(SELECTED PASSAGE)
- - - -

BACK OFFICE POLITICS
The arts rely on their people for success, so it’s ironic that low pay, long hours and little training are the norm – a symptom of what Clare Cooper of Mission, Models, Money calls “the crisis of overextension and undercapitalisation”. At Battersea Arts Centre David Micklem is promoting flexible working and aspiring to a four-day week for staff: “We are increasingly talking about sustainable jobs and sustainable relationships with people – considering issues like how can we help people achieve a decent work/life balance? How can we do less, better?”
Surely creative businesses should apply their creativity to the back office. Yet that’s difficult when the UK cultural scene is almost entirely based on the idea of permanence. If we were starting from scratch, would anybody really invest in the infrastructure we have today, with its high operating costs and fixed models? A positive step is the increase in working across boundaries. Audiences London has brought off-West End theatres together to explore audience development; the Liverpool Arts Regeneration Consortium is looking at shared services; and Mission Models Money has six collaborative working pilots underway in Scotland and the North of England.

JOINING IN
Perhaps the most fascinating shift is in the relationship between the performer/creator and the audience – again, this is about collaboration. Audiences are becoming part of the action and unlearning accepted behaviour. In ‘Democratic Culture: Opening the Arts up to Everyone’, John Holden argues that “culture should be something that we all own or make, not something that is given, offered or delivered from one section of ‘us’ to another”, and more and more theatres are beginning to explore this.
Fuel’s ‘Love Letters Straight from the Heart’ was authored with the audience, who submitted their own love letters to become part of the show. Last month The Albany in Deptford allowed young people to take over the venue in a week-long festival. Through FanMade Theatre, London Bubble gives its audiences a say in the artistic programme; an extension of its belief that “theatre is something that happens between people, not to them,” an idea supported by Charles Leadbeater who, in ‘The Art of With’, argues that the underlying principle of Web 2.0 is doing things “with people rather than to or for them”.

SUSTAIN PEDAL
So, 12 months on, how is the picture looking? There are definitely some positive signs. Lyn Gardner blogged recently about a shift towards collaborative creativity. Arts Council England (ACE) has appointed 150 peer assessors to help evaluate the performance of its Regularly Funded Organisations – a positive move, but would it dare to go that step further and appoint people who are merely punters who would like to contribute to where their public funding goes? And of course we’ve had the extraordinarily un-aptly named Sustain fund which, whilst in theory designed to fund organisations that were willing to “implement change to ensure their long-term sustainability”, in practice seemed merely to prop up those that were well-funded in the first place and ACE feels cannot be allowed to fail.
That’s one of the biggest challenges. If we are to create a sustainable arts sector we need to fundamentally rethink models of funding and operating. That means taking risks. Along the way jobs may be cut and venues may be closed. Funders cannot keep bailing out organisations simply because they are seen as part of the cultural establishment at the expense of those that are genuinely trying to become sustainable. It’s sad that the Institute of Contemporary Arts is fighting for its life, but maybe the grim truth is that it’s past its sell-by date and other, newer players have taken over its mantle.
Each organisation will find its own model, but my personal hope is that the future will be less about doing to and more about doing with; less about competition and more about collaboration; less about structure and more about fluidity; and less about doing too much with not enough and more about doing less better. Change will be imperfect, flawed and messy, but as we face up to an election and the threat of yet more cuts, the status quo is not an option. Evolution or extinction? I know which I’d choose.
 

DEBBI CHRISTOPHERS is a Senior Consultant with Naomi Russell + Partners.

- - - -

(DATA EXTRACT)

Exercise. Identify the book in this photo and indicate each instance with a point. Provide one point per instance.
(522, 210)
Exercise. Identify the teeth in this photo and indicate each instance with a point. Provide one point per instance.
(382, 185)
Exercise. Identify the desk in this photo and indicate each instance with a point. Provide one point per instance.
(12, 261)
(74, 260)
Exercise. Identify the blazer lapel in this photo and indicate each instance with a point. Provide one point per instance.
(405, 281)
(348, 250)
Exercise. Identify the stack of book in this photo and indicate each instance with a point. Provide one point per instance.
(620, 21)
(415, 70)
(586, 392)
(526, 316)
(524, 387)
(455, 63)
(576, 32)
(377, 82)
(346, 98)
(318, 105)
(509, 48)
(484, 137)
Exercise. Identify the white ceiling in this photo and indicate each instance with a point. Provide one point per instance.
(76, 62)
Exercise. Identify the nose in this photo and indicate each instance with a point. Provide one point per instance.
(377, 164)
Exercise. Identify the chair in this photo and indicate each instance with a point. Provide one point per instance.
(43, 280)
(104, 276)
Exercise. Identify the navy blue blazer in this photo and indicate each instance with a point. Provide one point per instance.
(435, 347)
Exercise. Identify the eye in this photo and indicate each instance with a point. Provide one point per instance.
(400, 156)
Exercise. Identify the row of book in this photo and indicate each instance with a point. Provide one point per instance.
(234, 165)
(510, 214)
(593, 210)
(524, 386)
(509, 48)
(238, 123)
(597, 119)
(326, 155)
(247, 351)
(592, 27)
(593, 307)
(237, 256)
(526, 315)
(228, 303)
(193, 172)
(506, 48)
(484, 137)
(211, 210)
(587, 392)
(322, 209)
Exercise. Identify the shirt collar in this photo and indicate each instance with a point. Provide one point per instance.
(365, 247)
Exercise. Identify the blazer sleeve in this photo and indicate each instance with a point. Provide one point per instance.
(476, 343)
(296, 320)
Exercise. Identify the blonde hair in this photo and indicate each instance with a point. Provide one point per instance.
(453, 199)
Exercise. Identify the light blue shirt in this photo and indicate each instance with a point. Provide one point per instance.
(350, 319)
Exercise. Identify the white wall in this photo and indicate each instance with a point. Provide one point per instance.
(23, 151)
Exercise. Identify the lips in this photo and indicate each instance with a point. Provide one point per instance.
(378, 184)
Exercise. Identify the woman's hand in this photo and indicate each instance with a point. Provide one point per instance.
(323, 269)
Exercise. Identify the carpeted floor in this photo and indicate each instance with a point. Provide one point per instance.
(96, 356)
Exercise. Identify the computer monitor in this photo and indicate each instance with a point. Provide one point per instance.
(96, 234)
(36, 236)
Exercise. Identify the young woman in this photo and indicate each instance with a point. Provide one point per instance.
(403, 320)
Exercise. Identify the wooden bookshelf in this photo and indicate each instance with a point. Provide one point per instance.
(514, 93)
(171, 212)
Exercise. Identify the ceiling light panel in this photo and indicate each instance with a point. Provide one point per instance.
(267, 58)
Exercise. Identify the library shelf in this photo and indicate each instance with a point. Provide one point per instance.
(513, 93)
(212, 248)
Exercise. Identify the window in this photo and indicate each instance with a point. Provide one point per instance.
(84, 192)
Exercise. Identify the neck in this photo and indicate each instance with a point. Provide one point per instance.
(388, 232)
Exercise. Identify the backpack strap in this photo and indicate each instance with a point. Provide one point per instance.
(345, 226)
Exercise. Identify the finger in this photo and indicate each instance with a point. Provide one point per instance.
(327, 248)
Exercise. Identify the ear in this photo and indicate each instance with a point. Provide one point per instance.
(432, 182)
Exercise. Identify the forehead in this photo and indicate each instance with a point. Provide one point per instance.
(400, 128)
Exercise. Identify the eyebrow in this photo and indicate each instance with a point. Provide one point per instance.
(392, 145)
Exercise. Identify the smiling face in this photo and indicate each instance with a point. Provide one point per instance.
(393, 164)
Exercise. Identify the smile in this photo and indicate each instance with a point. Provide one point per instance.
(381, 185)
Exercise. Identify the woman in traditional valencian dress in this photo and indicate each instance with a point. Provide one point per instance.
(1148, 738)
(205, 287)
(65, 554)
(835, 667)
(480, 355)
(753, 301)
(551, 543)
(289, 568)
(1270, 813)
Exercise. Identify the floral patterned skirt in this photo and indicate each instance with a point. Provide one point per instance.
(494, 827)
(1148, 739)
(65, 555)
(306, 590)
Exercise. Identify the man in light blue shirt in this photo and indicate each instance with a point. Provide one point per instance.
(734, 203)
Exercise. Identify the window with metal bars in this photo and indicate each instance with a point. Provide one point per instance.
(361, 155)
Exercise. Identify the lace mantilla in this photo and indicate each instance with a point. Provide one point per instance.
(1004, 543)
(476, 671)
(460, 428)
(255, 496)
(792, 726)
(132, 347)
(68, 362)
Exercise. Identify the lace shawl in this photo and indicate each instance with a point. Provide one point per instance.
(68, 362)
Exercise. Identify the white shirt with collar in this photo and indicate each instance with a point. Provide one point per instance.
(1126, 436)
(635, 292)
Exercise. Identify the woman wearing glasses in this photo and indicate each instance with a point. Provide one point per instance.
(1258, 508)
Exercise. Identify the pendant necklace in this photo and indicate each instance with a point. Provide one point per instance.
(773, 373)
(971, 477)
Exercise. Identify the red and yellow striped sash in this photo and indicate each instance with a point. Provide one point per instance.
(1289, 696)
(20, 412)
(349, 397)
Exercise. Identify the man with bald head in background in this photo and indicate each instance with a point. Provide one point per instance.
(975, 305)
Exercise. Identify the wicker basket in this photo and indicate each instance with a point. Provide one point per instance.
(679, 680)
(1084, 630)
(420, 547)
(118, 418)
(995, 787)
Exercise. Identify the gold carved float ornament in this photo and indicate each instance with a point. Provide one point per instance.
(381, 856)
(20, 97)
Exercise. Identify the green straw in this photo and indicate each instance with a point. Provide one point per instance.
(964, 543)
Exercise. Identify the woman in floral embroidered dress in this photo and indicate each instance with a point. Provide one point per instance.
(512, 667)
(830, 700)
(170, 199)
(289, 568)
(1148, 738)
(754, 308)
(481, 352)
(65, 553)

- - - -

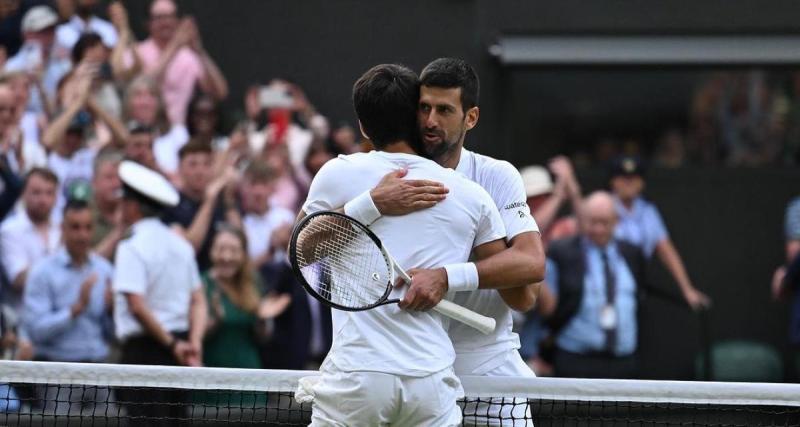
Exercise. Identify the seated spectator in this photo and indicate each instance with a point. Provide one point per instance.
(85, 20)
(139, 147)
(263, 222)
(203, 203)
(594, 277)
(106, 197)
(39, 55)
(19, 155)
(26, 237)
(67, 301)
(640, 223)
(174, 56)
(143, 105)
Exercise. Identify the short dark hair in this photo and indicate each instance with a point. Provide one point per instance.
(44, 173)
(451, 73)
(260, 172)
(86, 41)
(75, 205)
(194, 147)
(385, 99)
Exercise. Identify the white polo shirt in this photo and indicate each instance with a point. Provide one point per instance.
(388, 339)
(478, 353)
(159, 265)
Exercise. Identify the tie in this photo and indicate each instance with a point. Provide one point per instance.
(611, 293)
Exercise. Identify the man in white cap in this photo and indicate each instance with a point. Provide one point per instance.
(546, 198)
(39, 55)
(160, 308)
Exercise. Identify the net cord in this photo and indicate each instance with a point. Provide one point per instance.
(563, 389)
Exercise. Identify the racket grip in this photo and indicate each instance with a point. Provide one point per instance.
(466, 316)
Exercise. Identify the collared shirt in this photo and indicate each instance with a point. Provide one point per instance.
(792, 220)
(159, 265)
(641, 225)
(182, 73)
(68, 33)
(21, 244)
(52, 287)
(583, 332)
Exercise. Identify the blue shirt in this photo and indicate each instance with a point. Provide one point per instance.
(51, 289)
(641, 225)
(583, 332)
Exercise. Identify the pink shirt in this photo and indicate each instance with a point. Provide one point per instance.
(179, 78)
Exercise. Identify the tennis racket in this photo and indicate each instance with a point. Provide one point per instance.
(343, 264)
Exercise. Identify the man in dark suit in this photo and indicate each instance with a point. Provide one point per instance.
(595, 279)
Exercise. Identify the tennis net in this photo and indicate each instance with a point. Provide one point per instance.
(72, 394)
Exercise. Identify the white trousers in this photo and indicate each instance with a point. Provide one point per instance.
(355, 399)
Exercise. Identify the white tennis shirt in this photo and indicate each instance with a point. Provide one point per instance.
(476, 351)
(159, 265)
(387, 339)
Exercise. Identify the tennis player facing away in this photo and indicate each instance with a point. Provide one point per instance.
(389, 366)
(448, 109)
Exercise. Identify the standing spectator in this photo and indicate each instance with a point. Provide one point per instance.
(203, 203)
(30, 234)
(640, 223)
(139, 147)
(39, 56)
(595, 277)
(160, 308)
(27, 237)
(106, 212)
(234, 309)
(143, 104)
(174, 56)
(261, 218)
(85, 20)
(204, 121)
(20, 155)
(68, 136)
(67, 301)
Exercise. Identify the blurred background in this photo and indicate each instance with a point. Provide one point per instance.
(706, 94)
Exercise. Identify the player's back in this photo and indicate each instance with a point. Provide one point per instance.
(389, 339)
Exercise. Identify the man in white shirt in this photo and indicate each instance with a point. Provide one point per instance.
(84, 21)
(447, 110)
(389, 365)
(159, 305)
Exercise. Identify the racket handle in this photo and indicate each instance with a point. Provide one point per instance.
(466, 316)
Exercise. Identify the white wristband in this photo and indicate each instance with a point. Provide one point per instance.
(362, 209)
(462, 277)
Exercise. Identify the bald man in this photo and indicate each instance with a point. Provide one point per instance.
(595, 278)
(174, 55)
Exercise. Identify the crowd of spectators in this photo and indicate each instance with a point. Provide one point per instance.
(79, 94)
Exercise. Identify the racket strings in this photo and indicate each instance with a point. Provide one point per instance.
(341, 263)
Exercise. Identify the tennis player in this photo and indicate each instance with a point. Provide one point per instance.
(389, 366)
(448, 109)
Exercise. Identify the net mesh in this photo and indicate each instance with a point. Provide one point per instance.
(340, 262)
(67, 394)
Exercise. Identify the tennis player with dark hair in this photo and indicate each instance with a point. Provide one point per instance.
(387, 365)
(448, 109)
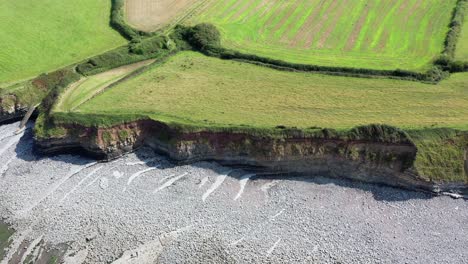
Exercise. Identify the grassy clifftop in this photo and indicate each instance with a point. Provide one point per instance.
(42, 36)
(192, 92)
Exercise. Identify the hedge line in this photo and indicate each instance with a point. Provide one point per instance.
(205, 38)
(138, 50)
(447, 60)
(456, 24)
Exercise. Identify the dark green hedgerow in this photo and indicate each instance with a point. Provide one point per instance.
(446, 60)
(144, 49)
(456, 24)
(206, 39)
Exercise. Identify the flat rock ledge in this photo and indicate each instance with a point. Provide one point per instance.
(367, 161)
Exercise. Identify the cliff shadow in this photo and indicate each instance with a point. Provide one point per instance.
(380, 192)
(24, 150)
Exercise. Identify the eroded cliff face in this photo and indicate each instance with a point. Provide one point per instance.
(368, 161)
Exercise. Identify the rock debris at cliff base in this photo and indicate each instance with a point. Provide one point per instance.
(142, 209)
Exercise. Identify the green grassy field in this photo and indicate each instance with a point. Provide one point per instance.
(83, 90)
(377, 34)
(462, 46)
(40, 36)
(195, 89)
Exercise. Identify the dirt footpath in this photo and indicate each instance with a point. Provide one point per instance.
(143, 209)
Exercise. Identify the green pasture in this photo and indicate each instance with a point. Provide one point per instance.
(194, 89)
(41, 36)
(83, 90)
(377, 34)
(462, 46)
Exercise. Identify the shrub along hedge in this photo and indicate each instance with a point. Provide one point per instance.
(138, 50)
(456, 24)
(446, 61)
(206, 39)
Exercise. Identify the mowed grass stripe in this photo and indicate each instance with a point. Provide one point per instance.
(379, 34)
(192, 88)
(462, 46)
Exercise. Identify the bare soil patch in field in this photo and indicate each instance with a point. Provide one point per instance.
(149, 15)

- - - -

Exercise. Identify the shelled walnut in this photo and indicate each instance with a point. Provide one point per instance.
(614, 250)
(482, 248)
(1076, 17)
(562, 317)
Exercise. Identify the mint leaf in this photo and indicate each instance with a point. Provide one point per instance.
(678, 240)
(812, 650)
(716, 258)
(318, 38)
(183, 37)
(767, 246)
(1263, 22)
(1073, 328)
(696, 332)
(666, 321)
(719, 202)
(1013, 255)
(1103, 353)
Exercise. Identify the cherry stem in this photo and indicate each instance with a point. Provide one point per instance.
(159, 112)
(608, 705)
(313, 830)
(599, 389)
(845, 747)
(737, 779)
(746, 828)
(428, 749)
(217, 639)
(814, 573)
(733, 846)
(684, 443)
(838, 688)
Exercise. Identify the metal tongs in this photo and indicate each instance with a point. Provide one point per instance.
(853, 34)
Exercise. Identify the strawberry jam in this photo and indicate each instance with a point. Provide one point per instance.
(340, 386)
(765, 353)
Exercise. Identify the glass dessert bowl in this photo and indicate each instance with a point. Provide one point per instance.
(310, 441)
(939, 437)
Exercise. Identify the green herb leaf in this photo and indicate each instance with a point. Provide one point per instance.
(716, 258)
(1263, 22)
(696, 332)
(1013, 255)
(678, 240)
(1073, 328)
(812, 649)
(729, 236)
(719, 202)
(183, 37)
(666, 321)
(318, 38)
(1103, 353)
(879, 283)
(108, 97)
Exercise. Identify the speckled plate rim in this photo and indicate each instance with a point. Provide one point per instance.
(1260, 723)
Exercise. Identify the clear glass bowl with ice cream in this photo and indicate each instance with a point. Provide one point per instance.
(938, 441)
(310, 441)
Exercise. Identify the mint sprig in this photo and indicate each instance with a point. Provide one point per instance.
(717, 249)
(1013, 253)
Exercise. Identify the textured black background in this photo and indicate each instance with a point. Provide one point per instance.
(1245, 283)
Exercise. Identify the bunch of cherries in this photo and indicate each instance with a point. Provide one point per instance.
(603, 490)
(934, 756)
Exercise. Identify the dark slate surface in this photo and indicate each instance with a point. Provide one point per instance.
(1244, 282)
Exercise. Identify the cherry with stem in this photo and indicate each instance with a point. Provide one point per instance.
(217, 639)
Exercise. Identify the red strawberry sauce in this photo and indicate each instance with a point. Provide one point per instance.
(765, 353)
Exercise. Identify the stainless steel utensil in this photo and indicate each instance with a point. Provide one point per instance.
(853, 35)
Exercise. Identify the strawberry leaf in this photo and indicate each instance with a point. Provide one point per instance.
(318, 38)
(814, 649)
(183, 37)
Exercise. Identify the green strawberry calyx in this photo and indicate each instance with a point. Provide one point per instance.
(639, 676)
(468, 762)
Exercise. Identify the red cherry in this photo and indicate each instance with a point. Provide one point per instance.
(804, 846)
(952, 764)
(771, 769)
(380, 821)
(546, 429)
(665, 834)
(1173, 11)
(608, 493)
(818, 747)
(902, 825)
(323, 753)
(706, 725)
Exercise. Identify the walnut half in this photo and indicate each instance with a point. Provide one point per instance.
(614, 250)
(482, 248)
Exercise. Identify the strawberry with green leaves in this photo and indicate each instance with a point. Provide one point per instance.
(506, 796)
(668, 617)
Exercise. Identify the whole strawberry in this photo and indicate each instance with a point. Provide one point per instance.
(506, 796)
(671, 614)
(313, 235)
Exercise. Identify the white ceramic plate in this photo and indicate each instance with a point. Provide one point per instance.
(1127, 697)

- - - -

(WHAT YOU SHOULD DO)
According to the article on the arts sector, how many peer assessors has Arts Council England appointed to help evaluate its Regularly Funded Organisations? The records are separate material and have no connection to the article on the arts sector.

(SOLUTION TO THE EXERCISE)
150